- [TO DO] Please write out the material below again, swapping "visible region" for "visible area" wherever it occurs and leaving everything else unchanged. Leave the pictures out of your answer.

Photo-based point labeling data
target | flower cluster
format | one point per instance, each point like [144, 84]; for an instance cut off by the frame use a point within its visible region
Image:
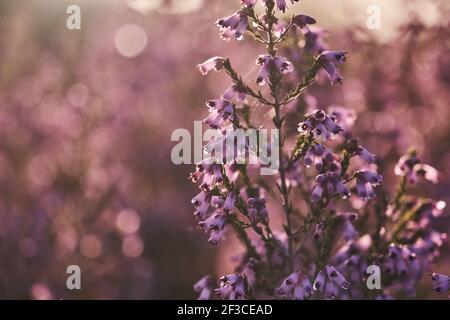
[325, 253]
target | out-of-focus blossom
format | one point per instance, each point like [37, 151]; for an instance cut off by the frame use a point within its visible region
[232, 287]
[257, 209]
[204, 287]
[320, 125]
[297, 286]
[302, 21]
[215, 63]
[234, 25]
[331, 282]
[267, 62]
[411, 167]
[365, 181]
[331, 61]
[441, 283]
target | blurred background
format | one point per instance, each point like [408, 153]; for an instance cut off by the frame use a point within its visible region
[86, 118]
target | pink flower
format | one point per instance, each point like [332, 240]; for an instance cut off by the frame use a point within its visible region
[215, 63]
[204, 286]
[331, 61]
[266, 62]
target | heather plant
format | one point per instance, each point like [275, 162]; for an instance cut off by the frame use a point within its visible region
[336, 219]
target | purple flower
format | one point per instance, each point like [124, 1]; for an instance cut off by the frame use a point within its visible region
[365, 181]
[302, 21]
[249, 3]
[411, 167]
[220, 110]
[229, 203]
[278, 27]
[441, 283]
[331, 282]
[232, 287]
[314, 42]
[348, 230]
[204, 287]
[257, 210]
[201, 202]
[215, 63]
[344, 117]
[331, 60]
[297, 286]
[317, 155]
[215, 224]
[234, 25]
[320, 125]
[211, 173]
[266, 62]
[281, 4]
[319, 230]
[364, 154]
[331, 182]
[234, 93]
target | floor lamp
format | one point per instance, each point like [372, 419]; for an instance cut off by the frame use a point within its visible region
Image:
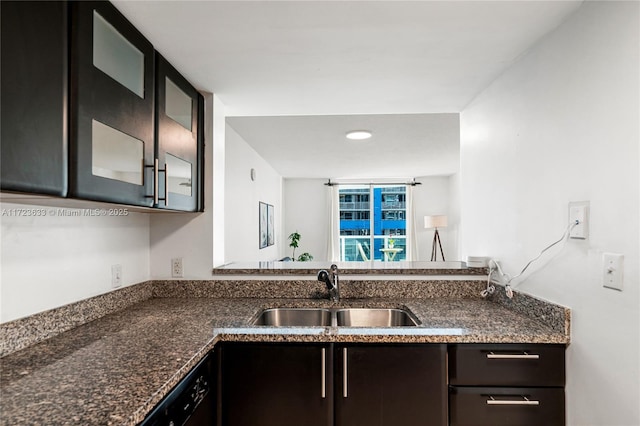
[436, 222]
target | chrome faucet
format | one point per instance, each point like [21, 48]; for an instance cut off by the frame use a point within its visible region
[331, 281]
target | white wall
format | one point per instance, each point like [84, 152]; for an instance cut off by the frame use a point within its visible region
[53, 260]
[435, 197]
[307, 212]
[191, 236]
[561, 125]
[242, 197]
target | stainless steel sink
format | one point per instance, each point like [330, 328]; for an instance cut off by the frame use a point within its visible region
[300, 317]
[347, 317]
[375, 317]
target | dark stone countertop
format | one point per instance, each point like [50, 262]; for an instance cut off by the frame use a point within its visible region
[349, 268]
[114, 370]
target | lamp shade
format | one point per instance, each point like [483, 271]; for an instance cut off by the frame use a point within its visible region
[435, 221]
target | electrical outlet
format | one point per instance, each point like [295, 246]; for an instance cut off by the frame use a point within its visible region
[176, 267]
[579, 212]
[116, 276]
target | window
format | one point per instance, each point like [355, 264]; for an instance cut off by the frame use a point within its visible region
[373, 223]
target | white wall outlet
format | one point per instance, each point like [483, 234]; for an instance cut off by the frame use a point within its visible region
[116, 276]
[176, 267]
[579, 212]
[612, 269]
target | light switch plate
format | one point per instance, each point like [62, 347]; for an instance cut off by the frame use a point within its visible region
[176, 267]
[579, 211]
[612, 270]
[116, 276]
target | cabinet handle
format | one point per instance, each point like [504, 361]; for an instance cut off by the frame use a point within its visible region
[345, 373]
[523, 401]
[156, 176]
[523, 355]
[166, 185]
[323, 368]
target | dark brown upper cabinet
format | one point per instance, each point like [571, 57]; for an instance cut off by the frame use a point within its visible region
[112, 107]
[34, 138]
[178, 140]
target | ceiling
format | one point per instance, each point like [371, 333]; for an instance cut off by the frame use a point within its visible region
[398, 140]
[326, 65]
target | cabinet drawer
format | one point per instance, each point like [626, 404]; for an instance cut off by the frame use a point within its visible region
[484, 406]
[506, 365]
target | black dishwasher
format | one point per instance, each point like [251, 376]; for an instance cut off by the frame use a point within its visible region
[191, 402]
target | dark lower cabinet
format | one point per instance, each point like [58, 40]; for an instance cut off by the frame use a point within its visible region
[501, 406]
[388, 385]
[193, 401]
[506, 385]
[327, 384]
[276, 384]
[34, 140]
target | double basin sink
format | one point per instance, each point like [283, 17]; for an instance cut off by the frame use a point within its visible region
[346, 317]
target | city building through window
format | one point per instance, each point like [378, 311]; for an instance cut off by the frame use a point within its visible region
[373, 223]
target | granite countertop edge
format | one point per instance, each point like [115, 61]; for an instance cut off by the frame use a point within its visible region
[237, 327]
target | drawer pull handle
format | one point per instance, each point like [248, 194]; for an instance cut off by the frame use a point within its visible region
[323, 380]
[345, 373]
[523, 355]
[523, 401]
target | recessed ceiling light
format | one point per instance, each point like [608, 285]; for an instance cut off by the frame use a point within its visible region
[359, 135]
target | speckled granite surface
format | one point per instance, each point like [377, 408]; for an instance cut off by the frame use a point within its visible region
[349, 268]
[140, 341]
[297, 289]
[18, 334]
[114, 370]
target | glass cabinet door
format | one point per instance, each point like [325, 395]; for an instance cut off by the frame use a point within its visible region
[178, 138]
[112, 105]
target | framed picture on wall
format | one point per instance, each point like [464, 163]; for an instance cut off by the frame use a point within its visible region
[270, 225]
[262, 224]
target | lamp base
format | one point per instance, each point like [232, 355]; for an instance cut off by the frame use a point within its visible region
[434, 247]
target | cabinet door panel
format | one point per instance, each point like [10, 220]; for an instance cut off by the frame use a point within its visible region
[388, 385]
[474, 406]
[34, 140]
[275, 385]
[112, 84]
[178, 139]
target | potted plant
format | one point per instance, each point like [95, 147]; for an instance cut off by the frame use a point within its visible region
[294, 239]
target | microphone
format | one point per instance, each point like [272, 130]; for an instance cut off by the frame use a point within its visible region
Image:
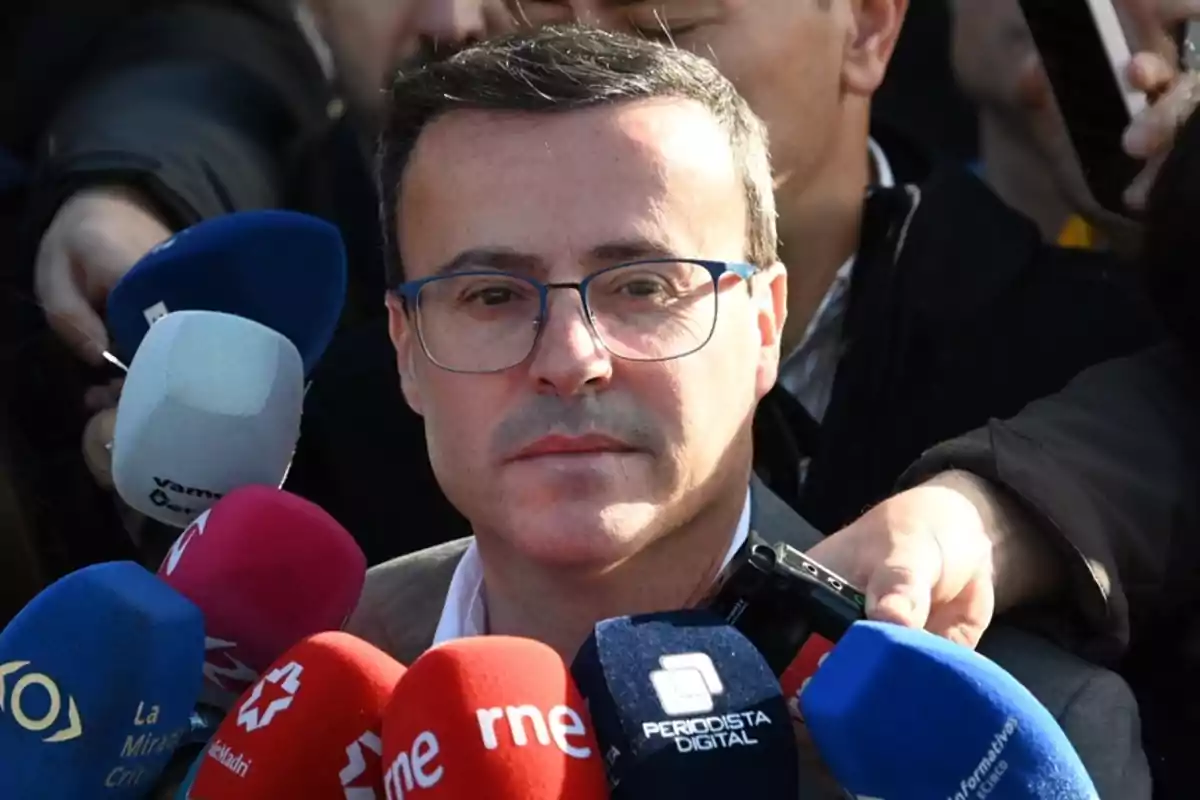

- [RESULT FOR THIS TASK]
target | flower cluster
format | one point per instance, each point like [144, 84]; for an instance cut off by the frame use a point within its visible area
Image:
[325, 253]
target | out-of-focus blossom
format | one point per instance, each point like [37, 151]; for an instance cut off by the frame use a point within its visible area
[232, 287]
[257, 209]
[204, 287]
[320, 125]
[297, 286]
[302, 21]
[215, 63]
[234, 25]
[331, 282]
[267, 62]
[411, 167]
[365, 181]
[331, 61]
[441, 283]
target | blurred background
format | one point per instance, each point like [408, 153]; for an instance cut off by the frame use a point within its visible area
[86, 118]
target | pink flower
format | one point per instance, each point like [332, 240]; for an instance cut off by the frame use a point within its visible area
[215, 63]
[204, 286]
[331, 61]
[266, 62]
target | heather plant
format | one point per instance, each point like [275, 162]; for an instance cut off by the frame use a point within its visible area
[336, 219]
target | purple flower
format | one point per instance, each point like [124, 1]; for an instance cut off by the frame use a point within its visible area
[365, 181]
[302, 21]
[249, 3]
[411, 167]
[220, 110]
[229, 203]
[278, 27]
[441, 283]
[331, 282]
[232, 287]
[314, 42]
[348, 230]
[204, 287]
[257, 210]
[201, 202]
[215, 63]
[344, 117]
[331, 60]
[297, 286]
[317, 155]
[215, 224]
[234, 25]
[320, 125]
[211, 173]
[266, 62]
[281, 4]
[319, 230]
[364, 154]
[331, 182]
[234, 93]
target | floor lamp
format | one point per instance, each point like [372, 419]; for an instance cut off by the frame use a point within its visible area
Image:
[436, 222]
target | chrome faucet
format | one point per instance, each point like [21, 48]; for an instance cut off by the frame use a point within its visible area
[331, 281]
target | white wall
format | one point per instance, each point like [84, 152]; for an instance cut off by the frame use a point within its visible area
[53, 260]
[435, 197]
[307, 212]
[191, 236]
[561, 125]
[242, 197]
target | stainless steel sink
format | one point per instance, each point like [330, 328]; for an instance cut off by the frame use a point within its visible area
[300, 317]
[347, 317]
[375, 317]
target | dark stone countertop
format | one point per instance, each point like [50, 262]; for an instance cut off by the frame use a point within its visible area
[349, 268]
[114, 370]
target | lamp shade
format | one point per instance, each point like [483, 271]; for an instance cut off by the frame use a point within its visible area
[435, 221]
target | electrical outlet
format | one point per instance, each point like [295, 246]; for an instance cut off by the frame use a point within its visible area
[176, 267]
[579, 212]
[116, 276]
target | window
format | one point per instance, each point like [355, 264]; for an instance cut off by the frame use a point within its visible area
[373, 223]
target | white wall outlet
format | one point per instance, each point like [483, 234]; for an instance cut off by the frame use a point within its visible area
[116, 276]
[176, 267]
[579, 212]
[612, 269]
target | light switch plate
format | one point per instance, each point like [62, 347]; for an instance cut off by the frame use a point within its visible area
[176, 267]
[579, 211]
[612, 270]
[116, 276]
target | cabinet handle
format | one point per instance, each point like [504, 361]; for an instance cut off by the frame use a point within its visible area
[345, 373]
[523, 401]
[156, 176]
[523, 355]
[166, 185]
[323, 368]
target | dark brown upper cabinet
format | one point per instance, each point like [571, 57]; for an instance cut off by the frame use a point within its visible area
[112, 107]
[34, 138]
[178, 140]
target | ceiling
format | one point per instance, each point like [371, 333]; for an instance cut off by the frame use a point within its visible area
[398, 140]
[326, 65]
target | cabinet drawer
format | one point per instance, each point like [626, 404]; for an instance cut off by the frame use a point within its visible area
[484, 406]
[506, 365]
target | black dishwasher
format | one point per instance, each point like [251, 376]; for an instance cut off by the frame use a point within its visible area
[191, 402]
target | dark lower cabinet
format | one point per instance, each point like [58, 40]; for an instance cut off by the frame use a point within its visible area
[501, 406]
[388, 385]
[193, 401]
[506, 385]
[327, 384]
[276, 384]
[34, 140]
target | double basin sink
format | one point per instance, each point like [283, 17]; for an instance cut off by the frame use a point within its visible area
[346, 317]
target | city building through window
format | one point per instance, each point like [378, 311]; for an instance cut off by the frame use a point within its visible area
[373, 223]
target | granite countertop edge
format | one point per instance, each point like [115, 61]; for an instance cut off by the frame use a point within its visible area
[237, 327]
target | drawer pull handle
format | one point per instance, each point like [248, 194]; for an instance cut off by the frame use a point within its visible area
[323, 380]
[345, 373]
[523, 355]
[523, 401]
target | recessed ceiling light
format | one point per instance, each point like [608, 285]; for an instance cut off by the frame use a point within its visible area
[359, 135]
target | speckled granite surface
format | one point per instance, each point like [377, 408]; for an instance cut off by the frame use a point within its visible area
[349, 268]
[140, 341]
[297, 289]
[18, 334]
[114, 370]
target | glass cabinet door
format | one point per instance, each point like [325, 395]; for an instance cut off by the frame use a point within its visible area
[178, 138]
[112, 105]
target | framed picture on wall
format | one point per instance, each point like [464, 163]; for an instance cut off by the frame use a point within its visible area
[270, 225]
[262, 224]
target | lamp base
format | one point per instance, each point like [232, 355]; for an instance cut off by the frame use a point within its visible area
[434, 247]
target | cabinet door panel
format | one point per instance, each point like [10, 220]; for an instance cut off by the frame use a point within its visible area
[388, 385]
[474, 406]
[34, 140]
[275, 385]
[112, 84]
[178, 139]
target | potted plant
format | one point per instance, each point like [95, 147]; for an instance cut off by the frame use a point within its visible area
[294, 239]
target | microphone
format | one point per instance, each point like [272, 130]; for an instance cut off by the frame use a point within its visible area
Image:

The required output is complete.